**What you will do**
Please reproduce the data below verbatim, starting at the line containing "Tag the plastic" and ending at the line containing "[[701, 278], [120, 138], [581, 220]]", with both of those lines included.

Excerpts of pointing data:
⁂
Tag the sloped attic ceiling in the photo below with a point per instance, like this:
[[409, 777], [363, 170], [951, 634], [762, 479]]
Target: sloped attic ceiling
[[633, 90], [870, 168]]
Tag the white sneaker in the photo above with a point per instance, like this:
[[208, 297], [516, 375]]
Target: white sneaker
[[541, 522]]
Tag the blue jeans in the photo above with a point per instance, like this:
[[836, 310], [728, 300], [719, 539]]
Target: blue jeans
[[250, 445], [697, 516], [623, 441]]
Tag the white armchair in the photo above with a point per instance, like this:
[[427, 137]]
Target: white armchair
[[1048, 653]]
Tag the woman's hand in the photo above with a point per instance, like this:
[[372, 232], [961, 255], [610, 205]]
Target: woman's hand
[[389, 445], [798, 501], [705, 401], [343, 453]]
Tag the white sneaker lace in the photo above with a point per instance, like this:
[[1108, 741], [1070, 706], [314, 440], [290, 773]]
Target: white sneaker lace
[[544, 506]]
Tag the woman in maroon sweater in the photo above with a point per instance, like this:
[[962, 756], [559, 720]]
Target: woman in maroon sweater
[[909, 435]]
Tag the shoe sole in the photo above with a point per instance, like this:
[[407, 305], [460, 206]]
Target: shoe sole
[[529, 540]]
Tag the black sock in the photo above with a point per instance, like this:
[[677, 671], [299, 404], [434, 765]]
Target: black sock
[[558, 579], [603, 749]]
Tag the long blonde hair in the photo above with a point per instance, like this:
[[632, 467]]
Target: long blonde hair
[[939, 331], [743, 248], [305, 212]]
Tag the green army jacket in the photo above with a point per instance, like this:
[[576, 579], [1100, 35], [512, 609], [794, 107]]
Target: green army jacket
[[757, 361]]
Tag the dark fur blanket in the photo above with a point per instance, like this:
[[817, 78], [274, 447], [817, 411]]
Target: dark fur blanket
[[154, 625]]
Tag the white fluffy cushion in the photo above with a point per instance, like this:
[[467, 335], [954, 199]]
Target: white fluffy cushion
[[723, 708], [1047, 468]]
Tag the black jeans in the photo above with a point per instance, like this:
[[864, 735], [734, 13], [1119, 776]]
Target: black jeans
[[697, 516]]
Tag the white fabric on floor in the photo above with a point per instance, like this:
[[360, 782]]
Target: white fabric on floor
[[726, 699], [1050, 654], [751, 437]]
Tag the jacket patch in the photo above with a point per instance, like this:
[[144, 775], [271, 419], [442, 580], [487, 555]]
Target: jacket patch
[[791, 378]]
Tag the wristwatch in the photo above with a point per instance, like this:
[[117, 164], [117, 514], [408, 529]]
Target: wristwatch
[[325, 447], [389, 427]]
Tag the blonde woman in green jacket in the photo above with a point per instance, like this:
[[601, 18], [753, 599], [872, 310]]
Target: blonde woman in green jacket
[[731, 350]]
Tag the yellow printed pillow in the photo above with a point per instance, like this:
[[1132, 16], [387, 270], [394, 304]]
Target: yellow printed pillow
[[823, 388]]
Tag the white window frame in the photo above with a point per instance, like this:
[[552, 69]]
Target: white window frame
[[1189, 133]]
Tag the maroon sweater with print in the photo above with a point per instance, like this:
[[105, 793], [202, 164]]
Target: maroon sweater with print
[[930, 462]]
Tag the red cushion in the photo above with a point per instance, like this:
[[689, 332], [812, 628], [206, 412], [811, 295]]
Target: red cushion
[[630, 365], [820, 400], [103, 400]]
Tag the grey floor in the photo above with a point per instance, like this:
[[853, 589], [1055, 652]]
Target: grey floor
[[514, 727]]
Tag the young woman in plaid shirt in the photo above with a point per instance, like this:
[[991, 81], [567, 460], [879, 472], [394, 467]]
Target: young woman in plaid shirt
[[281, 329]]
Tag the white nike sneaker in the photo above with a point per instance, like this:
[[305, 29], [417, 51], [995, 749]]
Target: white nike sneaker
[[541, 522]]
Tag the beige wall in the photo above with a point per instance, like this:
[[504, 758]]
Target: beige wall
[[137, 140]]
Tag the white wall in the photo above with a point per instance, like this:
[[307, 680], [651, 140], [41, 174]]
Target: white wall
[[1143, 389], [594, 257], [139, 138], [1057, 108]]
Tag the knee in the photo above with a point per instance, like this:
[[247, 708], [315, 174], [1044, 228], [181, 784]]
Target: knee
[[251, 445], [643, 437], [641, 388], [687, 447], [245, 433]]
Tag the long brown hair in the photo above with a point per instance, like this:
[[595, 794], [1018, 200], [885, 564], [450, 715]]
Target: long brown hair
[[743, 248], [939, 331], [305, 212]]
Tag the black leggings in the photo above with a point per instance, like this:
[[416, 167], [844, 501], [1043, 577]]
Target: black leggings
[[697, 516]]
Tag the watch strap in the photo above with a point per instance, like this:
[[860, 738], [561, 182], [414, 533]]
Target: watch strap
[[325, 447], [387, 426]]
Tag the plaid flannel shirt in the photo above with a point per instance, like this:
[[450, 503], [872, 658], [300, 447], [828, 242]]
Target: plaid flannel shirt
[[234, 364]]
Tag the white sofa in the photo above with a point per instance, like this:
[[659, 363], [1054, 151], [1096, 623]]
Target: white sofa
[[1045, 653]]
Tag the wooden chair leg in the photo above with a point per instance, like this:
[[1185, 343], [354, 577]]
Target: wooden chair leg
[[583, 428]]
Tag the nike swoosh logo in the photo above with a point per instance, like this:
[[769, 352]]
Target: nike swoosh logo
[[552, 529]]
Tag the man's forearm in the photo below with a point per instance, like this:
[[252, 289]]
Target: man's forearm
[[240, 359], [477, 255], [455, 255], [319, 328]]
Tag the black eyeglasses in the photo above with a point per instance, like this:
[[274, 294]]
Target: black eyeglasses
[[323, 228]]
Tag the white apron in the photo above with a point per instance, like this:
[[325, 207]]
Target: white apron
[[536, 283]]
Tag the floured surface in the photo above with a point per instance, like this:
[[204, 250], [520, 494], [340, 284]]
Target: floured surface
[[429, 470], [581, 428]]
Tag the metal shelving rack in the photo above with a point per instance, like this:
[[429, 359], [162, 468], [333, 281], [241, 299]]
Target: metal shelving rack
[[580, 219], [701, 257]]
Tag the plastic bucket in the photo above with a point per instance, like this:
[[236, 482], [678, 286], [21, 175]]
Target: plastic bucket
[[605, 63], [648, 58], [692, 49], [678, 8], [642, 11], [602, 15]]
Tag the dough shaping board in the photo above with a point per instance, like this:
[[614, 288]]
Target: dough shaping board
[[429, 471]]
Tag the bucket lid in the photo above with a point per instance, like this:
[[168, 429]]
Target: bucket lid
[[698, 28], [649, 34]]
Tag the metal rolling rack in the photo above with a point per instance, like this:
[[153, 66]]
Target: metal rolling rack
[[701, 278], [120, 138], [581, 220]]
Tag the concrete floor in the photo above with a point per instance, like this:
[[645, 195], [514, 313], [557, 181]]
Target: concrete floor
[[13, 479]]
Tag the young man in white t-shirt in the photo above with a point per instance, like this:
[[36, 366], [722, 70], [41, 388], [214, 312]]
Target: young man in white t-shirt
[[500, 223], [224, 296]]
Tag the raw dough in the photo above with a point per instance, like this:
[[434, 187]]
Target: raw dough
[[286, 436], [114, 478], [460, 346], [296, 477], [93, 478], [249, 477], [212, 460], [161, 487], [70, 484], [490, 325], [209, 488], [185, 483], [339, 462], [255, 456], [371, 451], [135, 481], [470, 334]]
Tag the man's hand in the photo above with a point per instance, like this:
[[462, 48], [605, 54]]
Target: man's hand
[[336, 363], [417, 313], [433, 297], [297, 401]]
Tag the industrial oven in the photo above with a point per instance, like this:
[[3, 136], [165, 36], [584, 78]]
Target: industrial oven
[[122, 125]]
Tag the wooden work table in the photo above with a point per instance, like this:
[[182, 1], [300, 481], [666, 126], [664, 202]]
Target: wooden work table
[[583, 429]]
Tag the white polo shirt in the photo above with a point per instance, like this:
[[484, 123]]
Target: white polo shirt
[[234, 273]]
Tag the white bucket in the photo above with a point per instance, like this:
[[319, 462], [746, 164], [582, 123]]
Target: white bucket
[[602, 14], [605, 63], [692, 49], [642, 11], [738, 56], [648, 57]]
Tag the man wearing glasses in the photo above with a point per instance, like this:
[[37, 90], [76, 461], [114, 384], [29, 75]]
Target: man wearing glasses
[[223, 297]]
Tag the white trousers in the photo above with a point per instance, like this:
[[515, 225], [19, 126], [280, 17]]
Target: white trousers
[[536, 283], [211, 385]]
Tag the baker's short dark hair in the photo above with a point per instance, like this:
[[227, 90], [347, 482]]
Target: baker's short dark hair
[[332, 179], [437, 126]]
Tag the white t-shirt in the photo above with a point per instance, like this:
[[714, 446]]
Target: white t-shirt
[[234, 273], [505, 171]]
⁂
**Response to this task**
Tag the plastic bucket in the photo above with a point per instance, like this:
[[236, 482], [678, 286], [21, 175]]
Target: plastic bucket
[[605, 63], [648, 58], [692, 49], [678, 8], [642, 11], [602, 15]]
Tag the dough shaping board in the photo above with a point per instance, like this:
[[614, 288]]
Target: dough shaping board
[[429, 471]]
Tag the bucket lid in the photo above with a point per instance, like this:
[[168, 429]]
Target: bucket lid
[[698, 28], [649, 34]]
Tag the metal rolling rack in the photo above with a point per instance, like this:
[[153, 66]]
Target: metal rolling rack
[[701, 278], [120, 138], [581, 220]]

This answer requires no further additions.